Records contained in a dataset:
——————
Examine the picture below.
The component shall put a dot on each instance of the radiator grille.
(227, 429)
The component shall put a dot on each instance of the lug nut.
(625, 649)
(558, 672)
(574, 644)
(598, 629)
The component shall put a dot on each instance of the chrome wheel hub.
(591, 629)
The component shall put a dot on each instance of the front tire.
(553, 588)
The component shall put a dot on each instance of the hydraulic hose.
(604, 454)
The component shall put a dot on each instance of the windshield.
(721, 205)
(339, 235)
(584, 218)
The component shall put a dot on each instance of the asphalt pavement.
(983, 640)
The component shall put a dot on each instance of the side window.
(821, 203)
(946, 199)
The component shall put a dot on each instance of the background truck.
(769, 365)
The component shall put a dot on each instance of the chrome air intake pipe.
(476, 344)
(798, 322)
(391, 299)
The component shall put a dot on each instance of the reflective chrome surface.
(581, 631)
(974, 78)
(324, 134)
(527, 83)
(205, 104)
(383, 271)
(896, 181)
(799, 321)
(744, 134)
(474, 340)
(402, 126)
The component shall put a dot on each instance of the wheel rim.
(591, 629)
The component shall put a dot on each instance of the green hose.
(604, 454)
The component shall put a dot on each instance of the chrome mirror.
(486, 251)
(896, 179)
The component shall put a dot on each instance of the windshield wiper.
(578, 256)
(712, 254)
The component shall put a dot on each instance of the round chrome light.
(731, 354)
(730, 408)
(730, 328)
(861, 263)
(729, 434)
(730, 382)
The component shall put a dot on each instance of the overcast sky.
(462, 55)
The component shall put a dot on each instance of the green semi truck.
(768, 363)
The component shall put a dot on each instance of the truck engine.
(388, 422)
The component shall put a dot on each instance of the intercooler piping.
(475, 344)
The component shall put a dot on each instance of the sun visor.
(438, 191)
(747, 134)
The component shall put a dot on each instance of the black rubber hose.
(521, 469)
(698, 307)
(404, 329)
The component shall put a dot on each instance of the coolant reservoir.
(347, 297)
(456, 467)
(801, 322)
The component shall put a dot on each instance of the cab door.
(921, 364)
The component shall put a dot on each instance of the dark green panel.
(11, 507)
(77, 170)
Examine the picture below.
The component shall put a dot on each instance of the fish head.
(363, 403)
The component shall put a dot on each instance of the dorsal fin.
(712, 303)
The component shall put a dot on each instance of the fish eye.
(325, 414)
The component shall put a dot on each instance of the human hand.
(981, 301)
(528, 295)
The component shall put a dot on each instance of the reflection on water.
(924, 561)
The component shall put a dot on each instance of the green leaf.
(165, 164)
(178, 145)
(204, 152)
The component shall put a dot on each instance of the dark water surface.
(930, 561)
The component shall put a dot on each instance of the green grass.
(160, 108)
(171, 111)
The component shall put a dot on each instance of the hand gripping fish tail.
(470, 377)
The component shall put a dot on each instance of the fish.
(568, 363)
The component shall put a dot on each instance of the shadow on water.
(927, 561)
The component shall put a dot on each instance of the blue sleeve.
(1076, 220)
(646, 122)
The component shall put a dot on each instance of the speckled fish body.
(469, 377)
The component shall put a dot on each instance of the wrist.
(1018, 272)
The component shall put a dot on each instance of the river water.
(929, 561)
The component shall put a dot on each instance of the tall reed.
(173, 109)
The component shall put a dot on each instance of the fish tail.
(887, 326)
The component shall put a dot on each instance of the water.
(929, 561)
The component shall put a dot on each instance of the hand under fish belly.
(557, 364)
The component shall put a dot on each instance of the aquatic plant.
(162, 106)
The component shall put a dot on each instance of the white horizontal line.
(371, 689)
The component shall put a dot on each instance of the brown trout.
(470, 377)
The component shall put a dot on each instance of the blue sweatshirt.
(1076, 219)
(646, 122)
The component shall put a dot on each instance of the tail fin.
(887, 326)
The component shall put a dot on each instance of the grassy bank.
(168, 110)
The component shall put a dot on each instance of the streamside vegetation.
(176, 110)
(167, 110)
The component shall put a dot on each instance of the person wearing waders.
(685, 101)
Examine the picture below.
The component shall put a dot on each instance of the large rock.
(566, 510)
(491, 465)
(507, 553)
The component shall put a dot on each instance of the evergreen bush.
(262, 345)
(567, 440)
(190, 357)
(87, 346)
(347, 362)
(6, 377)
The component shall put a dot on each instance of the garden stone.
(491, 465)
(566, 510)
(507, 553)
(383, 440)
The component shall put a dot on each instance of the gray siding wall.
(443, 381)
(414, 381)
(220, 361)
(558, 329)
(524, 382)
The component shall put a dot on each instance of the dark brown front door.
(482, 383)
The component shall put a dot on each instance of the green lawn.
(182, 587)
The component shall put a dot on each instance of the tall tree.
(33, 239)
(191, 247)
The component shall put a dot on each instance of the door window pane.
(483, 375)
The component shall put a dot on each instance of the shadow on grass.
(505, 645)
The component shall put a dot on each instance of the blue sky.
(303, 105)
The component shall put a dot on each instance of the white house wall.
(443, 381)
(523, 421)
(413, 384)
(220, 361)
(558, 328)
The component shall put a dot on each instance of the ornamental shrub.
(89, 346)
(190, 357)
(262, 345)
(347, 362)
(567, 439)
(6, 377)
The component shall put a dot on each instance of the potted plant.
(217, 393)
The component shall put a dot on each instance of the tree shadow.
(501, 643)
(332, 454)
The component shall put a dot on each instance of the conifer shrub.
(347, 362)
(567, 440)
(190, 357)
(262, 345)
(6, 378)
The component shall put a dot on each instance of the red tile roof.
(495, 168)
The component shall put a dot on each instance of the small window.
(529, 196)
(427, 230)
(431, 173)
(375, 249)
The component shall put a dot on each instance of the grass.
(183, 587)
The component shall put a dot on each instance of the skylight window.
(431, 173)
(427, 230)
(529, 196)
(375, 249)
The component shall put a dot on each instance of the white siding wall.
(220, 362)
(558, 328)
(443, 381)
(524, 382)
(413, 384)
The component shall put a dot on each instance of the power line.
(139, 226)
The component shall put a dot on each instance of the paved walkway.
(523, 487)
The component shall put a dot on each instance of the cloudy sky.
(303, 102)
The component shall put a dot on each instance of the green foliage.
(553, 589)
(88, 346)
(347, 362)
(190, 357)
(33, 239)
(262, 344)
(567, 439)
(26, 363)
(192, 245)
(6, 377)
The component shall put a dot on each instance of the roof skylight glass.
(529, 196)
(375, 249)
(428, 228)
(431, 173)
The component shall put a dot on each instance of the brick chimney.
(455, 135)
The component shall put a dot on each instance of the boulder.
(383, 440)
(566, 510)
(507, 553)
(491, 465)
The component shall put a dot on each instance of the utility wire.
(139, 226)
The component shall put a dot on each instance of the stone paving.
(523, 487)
——————
BRIEF:
For this exercise, restate each of the entries without any deviation.

ANSWER TO THE EXERCISE:
Examine the picture below.
The component shall put a dot on each instance of the radiator grille.
(227, 429)
The component shall put a dot on each instance of the lug nut.
(625, 649)
(558, 672)
(574, 644)
(598, 629)
The component shall put a dot on each instance of the chrome wheel hub.
(591, 629)
The component shall put a dot on each instance of the front tire.
(553, 588)
The component shall put a dot on each instance of the hydraulic hose.
(604, 454)
The component shall put a dot on each instance of the windshield.
(721, 205)
(339, 235)
(584, 218)
The component shall put a dot on each instance of the asphalt pavement.
(983, 640)
The component shall put a dot on each instance of the side window.
(821, 203)
(946, 199)
The component shall put a dot on each instance of the background truck.
(769, 365)
The component shall put a dot on each instance of the chrome air intake pipe.
(476, 344)
(798, 322)
(391, 299)
The component shall put a dot on each instance of the reflective chrome surface.
(581, 631)
(974, 78)
(324, 134)
(527, 83)
(205, 104)
(383, 271)
(896, 181)
(799, 321)
(744, 134)
(474, 340)
(402, 126)
The component shall put a dot on each instance of the wheel rim.
(591, 629)
The component shall put a dot on each instance of the green hose.
(604, 454)
The component shall put a dot on each instance of the chrome mirror.
(486, 251)
(896, 179)
The component shall put a dot on each instance of the windshield wiper.
(578, 256)
(712, 254)
The component shall put a dot on each instance of the round chrome light.
(731, 354)
(730, 408)
(730, 328)
(861, 263)
(729, 434)
(730, 382)
The component shall put a dot on each instance of the overcast sky.
(462, 55)
The component shall put a dot on each instance of the green semi truck.
(768, 363)
The component shall put a dot on each instance of the truck engine.
(388, 422)
The component shall put a dot on each instance of the intercooler piping.
(475, 344)
The component shall put a dot on each instance of the sun visor.
(438, 191)
(747, 134)
The component shall put a dot on each instance of the black rubber hose.
(521, 469)
(698, 307)
(404, 329)
The component shall put a dot on each instance of the coolant reservoir.
(347, 297)
(456, 467)
(801, 322)
The component shall put a dot on each instance of the cab door.
(921, 364)
The component shall put a dot on each instance of the dark green panel.
(11, 507)
(77, 170)
Examine the picture below.
The component shall put a dot on each instance of the fish head.
(363, 403)
The component shall put a dot on each instance of the dorsal fin.
(712, 303)
The component shall put a dot on each instance of the fish eye.
(325, 414)
The component shall put a dot on each instance of the human hand.
(981, 301)
(528, 295)
The component shall put a dot on each instance of the reflection on water.
(924, 561)
The component shall put a dot on each instance of the green leaf.
(165, 164)
(178, 145)
(204, 152)
The component shall put a dot on each instance of the dark water surface.
(930, 561)
The component shall put a dot on each instance of the green grass.
(160, 108)
(171, 111)
The component shall put a dot on each instance of the hand gripping fish tail.
(470, 377)
The component shall put a dot on each instance of the fish.
(568, 363)
The component shall put a dot on each instance of the shadow on water.
(927, 561)
The component shall put a dot on each instance of the blue sleeve.
(1076, 220)
(646, 122)
The component shall put a dot on each instance of the speckled fish body.
(469, 377)
The component shall put a dot on each instance of the wrist.
(1018, 272)
The component shall put a dot on each instance of the river water.
(929, 561)
The component shall put a dot on each instance of the tall reed.
(173, 109)
The component shall put a dot on each instance of the fish tail.
(887, 326)
The component shall put a dot on each instance of the water.
(929, 561)
The component shall put a dot on each instance of the hand under fish belly.
(557, 364)
The component shall put a dot on each instance of the aquatic plant.
(162, 106)
The component shall put a dot on each instance of the white horizontal line.
(371, 689)
The component shall put a dot on each instance of the brown trout.
(470, 377)
The component shall put a dot on each instance of the blue sweatshirt.
(1076, 219)
(646, 122)
The component shall put a dot on each instance of the tail fin.
(887, 326)
The component shall put a dot on each instance of the grassy bank.
(168, 110)
The component shall put a dot on each instance of the streamside vegetation.
(176, 110)
(167, 110)
The component shall put a dot on each instance of the person wearing waders.
(685, 101)
Examine the picture below.
The component shall put a dot on each instance of the large rock.
(566, 510)
(491, 465)
(507, 553)
The component shall put a dot on each instance of the evergreen bush.
(262, 345)
(567, 440)
(190, 357)
(87, 346)
(347, 362)
(6, 377)
The component shall put a dot on each instance of the garden stone.
(491, 465)
(566, 510)
(507, 553)
(383, 440)
The component shall put a dot on each instance of the gray siding wall.
(443, 381)
(414, 381)
(220, 361)
(558, 329)
(524, 382)
The component shall put a dot on each instance of the dark brown front door.
(482, 383)
The component shall put a dot on each instance of the green lawn.
(182, 587)
The component shall put a dot on each instance of the tall tree.
(33, 239)
(191, 247)
The component shall put a dot on each instance of the door window pane.
(483, 375)
The component shall put a dot on each instance of the shadow on grass.
(505, 645)
The component shall put a dot on each instance of the blue sky.
(303, 105)
The component shall put a dot on each instance of the white house wall.
(443, 381)
(523, 421)
(413, 384)
(220, 361)
(558, 328)
The component shall put a dot on each instance of the ornamental shrub.
(89, 346)
(190, 357)
(262, 345)
(347, 362)
(567, 439)
(6, 377)
The component shall put a dot on each instance of the potted plant.
(217, 393)
The component shall put a dot on each instance of the tree shadow.
(501, 643)
(332, 454)
The component shall put a dot on each instance of the conifer shrub.
(347, 362)
(567, 440)
(190, 357)
(262, 345)
(6, 378)
The component shall put a dot on each instance of the red tile roof.
(495, 168)
The component shall put a dot on each instance of the small window.
(529, 196)
(427, 230)
(431, 173)
(375, 249)
The component shall put a dot on each instance of the grass.
(183, 587)
The component shall put a dot on each instance of the skylight window.
(431, 173)
(427, 230)
(529, 196)
(375, 249)
The component shall put a dot on each instance of the white siding wall.
(220, 362)
(558, 328)
(443, 381)
(524, 382)
(413, 384)
The component shall put a dot on each instance of the power line.
(139, 226)
The component shall put a dot on each instance of the paved walkway.
(523, 487)
The component shall put a dot on each instance of the cloudy sky.
(303, 102)
The component shall put a dot on each instance of the green foliage.
(553, 589)
(88, 346)
(347, 362)
(190, 357)
(33, 239)
(262, 344)
(567, 439)
(26, 363)
(192, 245)
(6, 377)
The component shall put a dot on each instance of the roof skylight glass.
(529, 196)
(375, 249)
(428, 228)
(431, 173)
The component shall put a dot on each instance of the brick chimney.
(455, 135)
The component shall put a dot on each instance of the boulder.
(383, 440)
(566, 510)
(507, 553)
(491, 465)
The component shall put a dot on each instance of the utility wire.
(139, 226)
The component shall put a dot on each instance of the stone paving.
(523, 487)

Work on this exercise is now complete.